# LUCYS 1st WALK!



## kookla31 (Dec 12, 2007)

Well it turned out to be a sorda sunny day in Utah.. so I thought PERFECT. Walking day... I have been meaning to get my older doxie Sally who is 7 a harness for walking because she pulls to much and ends up foaming at the mouth... so I got her a harness.. Lucy and kitty harness LOL... and a connector..... 

TRIED to walk them togethor.. it was funny and sad... It didnt last long. My older dog was sorda being good... she was slowing down... but Lucy was soo excited when Sally slowed down for her.. Lucy jumped on top of her to play... so I kept putting her back on the ground and tried and tried and ended up lasting about five minutes togethor...
--*--
* Given problem
Repeat the dog-walk post from "Well it turned" up to and including "and a connector.....". Draw only on the dog-walk post above.

* Source data
--*--
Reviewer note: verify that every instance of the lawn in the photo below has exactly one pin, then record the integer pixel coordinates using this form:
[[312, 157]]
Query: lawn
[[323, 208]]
--*--
* Worked answer
Well it turned out to be a sorda sunny day in Utah.. so I thought PERFECT. Walking day... I have been meaning to get my older doxie Sally who is 7 a harness for walking because she pulls to much and ends up foaming at the mouth... so I got her a harness.. Lucy and kitty harness LOL... and a connector.....